**Directive**
List every line in the records below that contains the word "Give", matching case exactly.

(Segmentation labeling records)

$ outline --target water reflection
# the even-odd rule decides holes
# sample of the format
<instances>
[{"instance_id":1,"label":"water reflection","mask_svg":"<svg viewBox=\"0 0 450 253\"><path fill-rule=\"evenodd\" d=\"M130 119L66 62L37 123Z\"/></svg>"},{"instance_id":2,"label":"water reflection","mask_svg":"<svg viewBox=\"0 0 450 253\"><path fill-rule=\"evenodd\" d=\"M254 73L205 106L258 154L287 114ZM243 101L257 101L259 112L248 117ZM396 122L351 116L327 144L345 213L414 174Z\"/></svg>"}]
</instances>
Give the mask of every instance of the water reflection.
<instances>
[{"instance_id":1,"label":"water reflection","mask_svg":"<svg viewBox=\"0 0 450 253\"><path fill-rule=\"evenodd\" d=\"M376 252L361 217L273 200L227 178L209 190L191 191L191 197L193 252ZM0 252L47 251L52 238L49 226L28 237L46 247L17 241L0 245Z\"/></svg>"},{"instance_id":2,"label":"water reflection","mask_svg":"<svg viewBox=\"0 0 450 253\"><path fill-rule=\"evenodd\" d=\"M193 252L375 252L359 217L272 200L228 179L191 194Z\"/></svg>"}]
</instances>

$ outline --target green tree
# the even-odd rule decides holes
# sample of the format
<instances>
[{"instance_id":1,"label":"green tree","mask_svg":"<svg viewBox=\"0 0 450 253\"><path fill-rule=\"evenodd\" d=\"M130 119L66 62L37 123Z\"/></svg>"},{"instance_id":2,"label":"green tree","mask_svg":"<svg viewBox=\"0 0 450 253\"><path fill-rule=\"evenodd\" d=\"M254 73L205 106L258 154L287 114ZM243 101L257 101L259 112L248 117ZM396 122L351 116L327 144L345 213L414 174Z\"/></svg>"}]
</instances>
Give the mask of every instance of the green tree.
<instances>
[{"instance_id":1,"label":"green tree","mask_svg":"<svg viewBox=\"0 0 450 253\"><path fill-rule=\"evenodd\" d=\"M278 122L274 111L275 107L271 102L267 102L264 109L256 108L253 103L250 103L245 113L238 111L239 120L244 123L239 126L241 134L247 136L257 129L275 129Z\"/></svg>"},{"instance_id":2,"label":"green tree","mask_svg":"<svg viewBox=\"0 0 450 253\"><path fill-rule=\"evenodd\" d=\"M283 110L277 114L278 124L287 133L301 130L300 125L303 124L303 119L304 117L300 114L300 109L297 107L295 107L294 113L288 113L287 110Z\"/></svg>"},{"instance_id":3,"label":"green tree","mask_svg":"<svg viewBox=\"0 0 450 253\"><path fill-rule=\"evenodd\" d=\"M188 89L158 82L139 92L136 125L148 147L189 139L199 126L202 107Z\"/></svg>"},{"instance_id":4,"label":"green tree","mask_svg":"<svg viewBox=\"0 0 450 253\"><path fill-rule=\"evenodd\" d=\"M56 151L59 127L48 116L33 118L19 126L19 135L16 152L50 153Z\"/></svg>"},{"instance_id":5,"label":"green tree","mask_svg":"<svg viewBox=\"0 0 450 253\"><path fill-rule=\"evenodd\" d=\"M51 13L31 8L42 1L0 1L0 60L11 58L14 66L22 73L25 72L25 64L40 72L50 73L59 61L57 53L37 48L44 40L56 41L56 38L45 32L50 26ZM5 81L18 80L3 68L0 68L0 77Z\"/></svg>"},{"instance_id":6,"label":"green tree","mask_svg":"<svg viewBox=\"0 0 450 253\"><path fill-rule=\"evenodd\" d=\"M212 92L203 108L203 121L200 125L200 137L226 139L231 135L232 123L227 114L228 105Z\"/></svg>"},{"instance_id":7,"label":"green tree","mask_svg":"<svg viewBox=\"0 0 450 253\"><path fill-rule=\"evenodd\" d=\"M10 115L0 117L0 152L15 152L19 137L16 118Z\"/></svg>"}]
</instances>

**Reply**
Give the mask of every instance of the water reflection.
Give the mask of every instance of the green tree.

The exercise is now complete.